# Assignment
In the listing below, find the line containing "Target: football player in blue kit" and the line containing "Mark each instance of the player's ear", then copy exactly everything from the first through the second, except the pictures.

# Extracted entries
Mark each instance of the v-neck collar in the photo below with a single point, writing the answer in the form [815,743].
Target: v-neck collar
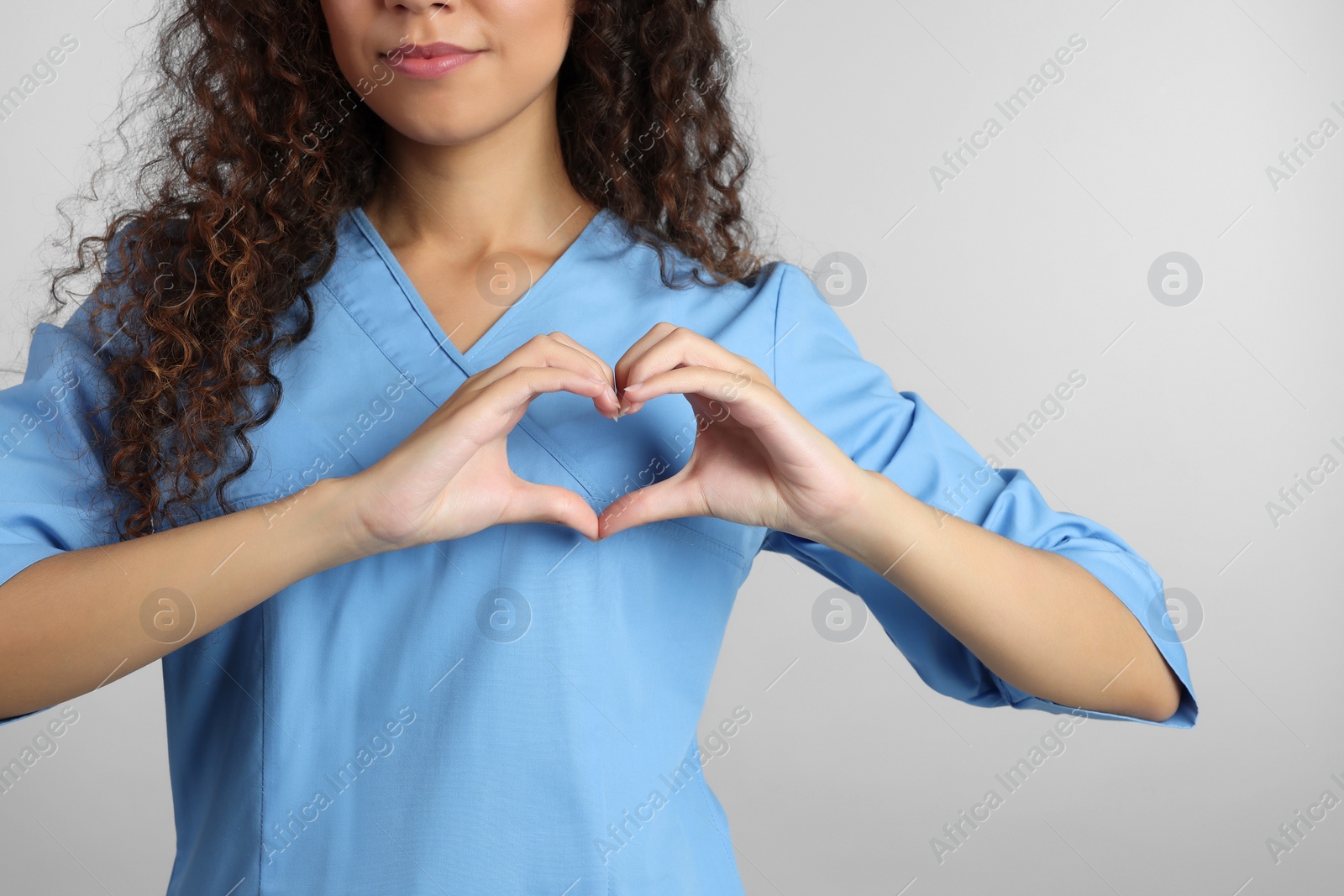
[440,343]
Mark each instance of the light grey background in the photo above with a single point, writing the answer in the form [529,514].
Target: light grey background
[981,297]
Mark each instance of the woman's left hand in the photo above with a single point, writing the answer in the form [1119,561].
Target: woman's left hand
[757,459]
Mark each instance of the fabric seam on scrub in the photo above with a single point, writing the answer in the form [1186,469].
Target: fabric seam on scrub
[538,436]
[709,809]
==
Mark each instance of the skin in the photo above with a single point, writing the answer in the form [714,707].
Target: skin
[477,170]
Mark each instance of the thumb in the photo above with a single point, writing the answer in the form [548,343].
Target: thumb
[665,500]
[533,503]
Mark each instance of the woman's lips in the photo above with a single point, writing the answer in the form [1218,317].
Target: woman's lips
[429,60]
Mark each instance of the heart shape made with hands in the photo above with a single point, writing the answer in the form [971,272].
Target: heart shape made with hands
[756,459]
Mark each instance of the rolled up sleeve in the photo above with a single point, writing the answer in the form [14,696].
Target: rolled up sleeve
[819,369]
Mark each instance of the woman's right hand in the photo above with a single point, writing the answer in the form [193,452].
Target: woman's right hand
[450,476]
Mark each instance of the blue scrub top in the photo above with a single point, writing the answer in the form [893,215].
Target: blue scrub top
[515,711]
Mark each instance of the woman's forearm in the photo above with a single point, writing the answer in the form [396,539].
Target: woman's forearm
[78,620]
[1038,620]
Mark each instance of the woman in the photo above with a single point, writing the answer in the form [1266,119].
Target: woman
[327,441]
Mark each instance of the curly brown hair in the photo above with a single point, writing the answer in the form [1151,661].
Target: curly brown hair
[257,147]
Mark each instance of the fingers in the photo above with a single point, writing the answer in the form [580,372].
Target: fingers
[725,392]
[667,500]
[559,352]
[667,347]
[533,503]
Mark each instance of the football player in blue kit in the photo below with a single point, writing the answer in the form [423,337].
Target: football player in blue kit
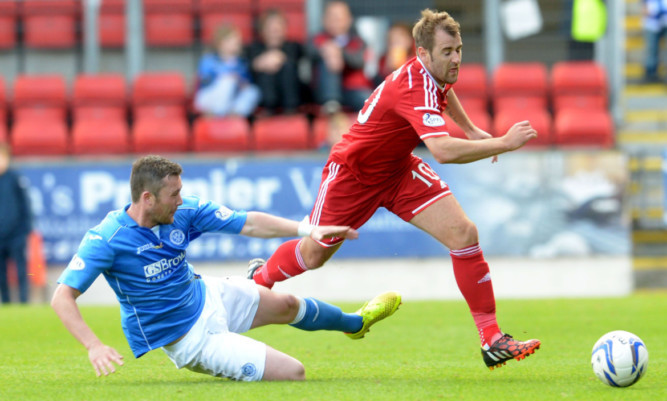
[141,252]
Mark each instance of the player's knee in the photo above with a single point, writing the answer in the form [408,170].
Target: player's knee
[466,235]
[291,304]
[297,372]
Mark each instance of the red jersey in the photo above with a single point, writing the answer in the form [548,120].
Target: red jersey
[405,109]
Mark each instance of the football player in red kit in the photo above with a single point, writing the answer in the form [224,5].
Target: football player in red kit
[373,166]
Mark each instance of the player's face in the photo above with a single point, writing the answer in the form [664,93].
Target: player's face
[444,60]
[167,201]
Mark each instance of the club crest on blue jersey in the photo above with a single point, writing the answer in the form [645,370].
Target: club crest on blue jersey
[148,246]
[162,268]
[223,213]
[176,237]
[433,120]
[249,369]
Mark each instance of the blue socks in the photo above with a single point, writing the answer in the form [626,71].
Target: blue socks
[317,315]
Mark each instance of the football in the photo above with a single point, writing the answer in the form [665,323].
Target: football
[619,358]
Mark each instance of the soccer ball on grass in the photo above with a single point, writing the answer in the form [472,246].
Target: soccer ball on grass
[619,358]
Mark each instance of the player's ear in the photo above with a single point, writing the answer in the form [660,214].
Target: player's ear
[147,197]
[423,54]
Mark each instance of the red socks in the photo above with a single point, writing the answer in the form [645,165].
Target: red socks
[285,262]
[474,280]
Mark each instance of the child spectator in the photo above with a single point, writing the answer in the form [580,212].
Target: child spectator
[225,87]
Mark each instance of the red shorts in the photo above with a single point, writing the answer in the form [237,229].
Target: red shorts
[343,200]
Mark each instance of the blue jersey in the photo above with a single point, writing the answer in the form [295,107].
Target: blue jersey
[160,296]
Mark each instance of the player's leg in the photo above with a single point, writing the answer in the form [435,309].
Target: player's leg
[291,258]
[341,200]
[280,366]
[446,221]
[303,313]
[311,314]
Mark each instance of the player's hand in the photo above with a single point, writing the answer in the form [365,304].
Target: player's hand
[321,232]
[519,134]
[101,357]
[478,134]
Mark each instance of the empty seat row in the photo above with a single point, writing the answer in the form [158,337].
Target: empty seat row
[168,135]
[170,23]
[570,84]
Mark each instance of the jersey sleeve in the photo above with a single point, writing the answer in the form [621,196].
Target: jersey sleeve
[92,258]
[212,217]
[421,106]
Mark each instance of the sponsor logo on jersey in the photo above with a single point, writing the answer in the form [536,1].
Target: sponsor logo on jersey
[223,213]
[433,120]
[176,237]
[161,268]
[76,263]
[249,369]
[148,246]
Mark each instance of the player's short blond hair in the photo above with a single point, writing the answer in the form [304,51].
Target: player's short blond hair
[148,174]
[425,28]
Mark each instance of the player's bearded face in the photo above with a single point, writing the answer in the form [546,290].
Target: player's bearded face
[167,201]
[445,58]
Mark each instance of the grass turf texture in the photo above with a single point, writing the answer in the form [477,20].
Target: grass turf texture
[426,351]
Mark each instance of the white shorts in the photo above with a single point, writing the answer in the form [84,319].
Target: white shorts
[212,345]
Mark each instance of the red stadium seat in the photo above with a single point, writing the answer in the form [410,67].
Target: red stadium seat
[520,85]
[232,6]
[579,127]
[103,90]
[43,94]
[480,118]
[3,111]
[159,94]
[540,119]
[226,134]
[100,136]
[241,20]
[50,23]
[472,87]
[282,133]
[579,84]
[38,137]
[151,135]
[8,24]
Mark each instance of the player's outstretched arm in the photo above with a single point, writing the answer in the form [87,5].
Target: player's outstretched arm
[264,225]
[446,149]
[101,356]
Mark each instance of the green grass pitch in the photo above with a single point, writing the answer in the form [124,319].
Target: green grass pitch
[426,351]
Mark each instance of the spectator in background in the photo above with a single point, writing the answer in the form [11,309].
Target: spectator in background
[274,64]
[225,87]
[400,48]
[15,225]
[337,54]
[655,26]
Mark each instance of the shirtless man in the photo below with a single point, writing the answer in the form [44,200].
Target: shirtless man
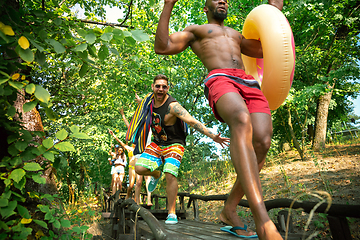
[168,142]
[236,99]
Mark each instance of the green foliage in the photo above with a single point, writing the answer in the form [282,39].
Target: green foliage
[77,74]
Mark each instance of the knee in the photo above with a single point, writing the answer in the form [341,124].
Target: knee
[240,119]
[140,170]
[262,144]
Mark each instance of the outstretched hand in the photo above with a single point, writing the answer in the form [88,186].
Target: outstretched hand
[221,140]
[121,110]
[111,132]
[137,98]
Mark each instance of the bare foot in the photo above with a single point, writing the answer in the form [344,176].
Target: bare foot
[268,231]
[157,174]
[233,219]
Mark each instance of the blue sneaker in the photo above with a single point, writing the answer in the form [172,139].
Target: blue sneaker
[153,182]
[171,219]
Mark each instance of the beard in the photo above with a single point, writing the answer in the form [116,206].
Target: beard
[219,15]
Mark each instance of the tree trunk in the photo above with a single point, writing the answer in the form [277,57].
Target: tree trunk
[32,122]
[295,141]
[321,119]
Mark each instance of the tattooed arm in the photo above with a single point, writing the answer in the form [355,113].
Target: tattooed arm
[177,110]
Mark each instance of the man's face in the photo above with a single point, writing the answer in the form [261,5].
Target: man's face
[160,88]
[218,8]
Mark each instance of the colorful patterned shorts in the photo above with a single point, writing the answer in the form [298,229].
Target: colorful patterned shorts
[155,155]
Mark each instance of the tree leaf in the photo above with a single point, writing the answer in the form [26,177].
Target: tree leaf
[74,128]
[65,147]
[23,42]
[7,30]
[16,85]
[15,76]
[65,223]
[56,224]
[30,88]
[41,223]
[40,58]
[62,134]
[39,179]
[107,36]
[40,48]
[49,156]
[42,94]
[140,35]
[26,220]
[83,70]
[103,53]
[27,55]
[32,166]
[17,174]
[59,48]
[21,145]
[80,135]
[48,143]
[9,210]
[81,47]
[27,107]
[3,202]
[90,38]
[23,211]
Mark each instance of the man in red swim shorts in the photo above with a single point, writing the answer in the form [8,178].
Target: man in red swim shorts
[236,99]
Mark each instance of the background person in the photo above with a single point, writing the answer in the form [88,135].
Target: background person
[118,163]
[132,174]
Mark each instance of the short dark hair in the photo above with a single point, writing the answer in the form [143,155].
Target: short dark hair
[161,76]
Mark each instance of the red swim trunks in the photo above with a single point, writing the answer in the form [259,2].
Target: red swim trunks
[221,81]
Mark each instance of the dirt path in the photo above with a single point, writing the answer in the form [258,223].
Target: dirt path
==
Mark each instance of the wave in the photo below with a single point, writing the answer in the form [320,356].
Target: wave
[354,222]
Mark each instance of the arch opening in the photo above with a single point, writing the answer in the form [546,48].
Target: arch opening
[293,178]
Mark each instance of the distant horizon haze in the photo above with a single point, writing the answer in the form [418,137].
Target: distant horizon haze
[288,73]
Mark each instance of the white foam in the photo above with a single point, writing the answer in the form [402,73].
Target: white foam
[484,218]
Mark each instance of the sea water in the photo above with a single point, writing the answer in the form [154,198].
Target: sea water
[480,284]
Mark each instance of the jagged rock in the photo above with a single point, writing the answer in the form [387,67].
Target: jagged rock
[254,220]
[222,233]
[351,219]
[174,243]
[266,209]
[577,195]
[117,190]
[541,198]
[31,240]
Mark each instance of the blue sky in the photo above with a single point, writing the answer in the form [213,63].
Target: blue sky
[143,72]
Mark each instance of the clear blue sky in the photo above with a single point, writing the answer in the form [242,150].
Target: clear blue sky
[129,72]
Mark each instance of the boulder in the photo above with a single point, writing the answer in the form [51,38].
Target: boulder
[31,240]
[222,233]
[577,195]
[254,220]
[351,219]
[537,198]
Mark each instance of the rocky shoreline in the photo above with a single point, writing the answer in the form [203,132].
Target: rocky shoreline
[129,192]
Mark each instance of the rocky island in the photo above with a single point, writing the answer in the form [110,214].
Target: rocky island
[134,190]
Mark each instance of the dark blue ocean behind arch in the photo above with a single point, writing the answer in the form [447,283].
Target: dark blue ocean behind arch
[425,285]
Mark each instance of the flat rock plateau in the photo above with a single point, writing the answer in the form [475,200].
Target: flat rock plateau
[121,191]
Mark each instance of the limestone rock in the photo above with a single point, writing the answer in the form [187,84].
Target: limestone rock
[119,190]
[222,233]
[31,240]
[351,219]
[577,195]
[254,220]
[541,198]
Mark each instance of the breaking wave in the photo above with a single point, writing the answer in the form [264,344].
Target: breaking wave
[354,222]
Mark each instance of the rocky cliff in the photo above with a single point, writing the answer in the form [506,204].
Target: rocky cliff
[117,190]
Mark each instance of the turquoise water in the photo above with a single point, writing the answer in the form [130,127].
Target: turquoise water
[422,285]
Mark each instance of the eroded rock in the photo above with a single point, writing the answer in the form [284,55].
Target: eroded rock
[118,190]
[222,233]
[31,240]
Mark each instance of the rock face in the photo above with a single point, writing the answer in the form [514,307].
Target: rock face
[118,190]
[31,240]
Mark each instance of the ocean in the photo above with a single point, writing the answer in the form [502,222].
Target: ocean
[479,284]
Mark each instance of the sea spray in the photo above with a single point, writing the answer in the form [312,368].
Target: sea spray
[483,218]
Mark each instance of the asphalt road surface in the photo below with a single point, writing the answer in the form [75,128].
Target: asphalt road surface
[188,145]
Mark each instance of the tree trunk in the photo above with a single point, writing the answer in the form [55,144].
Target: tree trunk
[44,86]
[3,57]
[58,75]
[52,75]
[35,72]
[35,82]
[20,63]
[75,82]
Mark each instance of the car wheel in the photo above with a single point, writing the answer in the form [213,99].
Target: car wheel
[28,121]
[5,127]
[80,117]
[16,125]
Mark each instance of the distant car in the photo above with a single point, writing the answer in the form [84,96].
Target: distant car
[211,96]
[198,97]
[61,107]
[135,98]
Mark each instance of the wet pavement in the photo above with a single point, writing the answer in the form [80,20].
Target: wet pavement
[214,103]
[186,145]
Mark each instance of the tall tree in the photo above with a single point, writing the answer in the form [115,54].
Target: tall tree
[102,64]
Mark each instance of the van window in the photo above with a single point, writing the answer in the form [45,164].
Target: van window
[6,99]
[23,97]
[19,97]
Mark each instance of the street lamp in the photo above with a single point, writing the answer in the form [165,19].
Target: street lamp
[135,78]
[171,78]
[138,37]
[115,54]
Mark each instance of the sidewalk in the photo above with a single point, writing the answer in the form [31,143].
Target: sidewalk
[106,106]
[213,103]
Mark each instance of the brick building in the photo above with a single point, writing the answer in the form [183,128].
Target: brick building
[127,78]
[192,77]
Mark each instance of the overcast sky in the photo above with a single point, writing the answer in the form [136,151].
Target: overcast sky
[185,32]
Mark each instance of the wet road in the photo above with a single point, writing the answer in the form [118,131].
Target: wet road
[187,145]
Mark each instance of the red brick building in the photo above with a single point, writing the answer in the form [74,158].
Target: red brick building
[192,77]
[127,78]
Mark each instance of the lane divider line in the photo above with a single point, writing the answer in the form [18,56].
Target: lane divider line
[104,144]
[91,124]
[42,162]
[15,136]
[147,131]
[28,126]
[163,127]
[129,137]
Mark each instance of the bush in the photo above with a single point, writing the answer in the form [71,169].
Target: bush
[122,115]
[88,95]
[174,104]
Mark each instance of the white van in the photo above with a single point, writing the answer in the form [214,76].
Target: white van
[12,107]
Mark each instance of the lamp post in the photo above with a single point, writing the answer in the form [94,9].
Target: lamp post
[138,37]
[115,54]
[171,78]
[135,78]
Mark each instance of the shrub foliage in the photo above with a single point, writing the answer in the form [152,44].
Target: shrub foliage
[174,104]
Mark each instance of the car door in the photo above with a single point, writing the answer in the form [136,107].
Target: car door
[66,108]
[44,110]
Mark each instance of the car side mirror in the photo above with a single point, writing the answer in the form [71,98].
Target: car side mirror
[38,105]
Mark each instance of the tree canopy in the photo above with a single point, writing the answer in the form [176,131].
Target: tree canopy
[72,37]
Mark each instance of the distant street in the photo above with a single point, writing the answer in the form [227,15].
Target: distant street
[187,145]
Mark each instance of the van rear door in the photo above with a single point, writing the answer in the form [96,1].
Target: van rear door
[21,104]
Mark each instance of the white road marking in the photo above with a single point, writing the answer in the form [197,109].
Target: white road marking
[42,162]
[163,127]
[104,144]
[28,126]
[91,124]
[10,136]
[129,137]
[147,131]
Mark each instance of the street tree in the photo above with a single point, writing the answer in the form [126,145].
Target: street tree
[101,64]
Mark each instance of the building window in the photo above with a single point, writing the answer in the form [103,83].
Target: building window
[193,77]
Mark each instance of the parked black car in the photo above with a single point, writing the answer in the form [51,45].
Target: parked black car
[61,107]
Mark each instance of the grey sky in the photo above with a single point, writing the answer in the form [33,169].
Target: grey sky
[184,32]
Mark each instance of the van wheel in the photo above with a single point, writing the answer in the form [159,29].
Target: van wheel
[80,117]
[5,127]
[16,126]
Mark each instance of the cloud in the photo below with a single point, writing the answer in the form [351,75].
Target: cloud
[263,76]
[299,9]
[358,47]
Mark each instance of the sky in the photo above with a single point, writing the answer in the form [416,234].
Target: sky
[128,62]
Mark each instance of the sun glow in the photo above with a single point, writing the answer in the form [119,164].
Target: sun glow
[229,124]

# Output for this exercise
Target: football player in blue kit
[141,252]
Mark each instance of the player's knee in the photo above with a single point, writing the answer in the form [408,170].
Target: player's knee
[466,235]
[291,304]
[297,372]
Mark each instance of the red jersey in the photo above with a single point, writing the answer in the form [548,120].
Target: red jersey
[405,109]
Mark each instance of the football player in red kit in the photo above with a single point, writing the answer in the form [224,5].
Target: football player in red kit
[373,166]
Mark each instance of the player's face in the photo above with a single point, writing the answer in the form [664,93].
Target: player's face
[444,60]
[167,201]
Mark each instance of the club crest on blue jersey in the photo above with a single point, writing the answer in the form [645,370].
Target: club crest on blue jersey
[148,246]
[162,268]
[223,213]
[176,237]
[433,120]
[249,369]
Mark each instance of the blue socks in the photo above with a single point, writing the answer in the form [626,71].
Target: blue socks
[317,315]
Mark each instance of the football in the photo above with a single point, writing the answer in the form [665,323].
Target: football
[619,358]
Mark each instance of the soccer ball on grass in the photo above with a single point, writing the answer in the form [472,246].
Target: soccer ball on grass
[619,358]
Mark each instance of the player's ear in the photo above with a single point, writing the answer in the form [660,214].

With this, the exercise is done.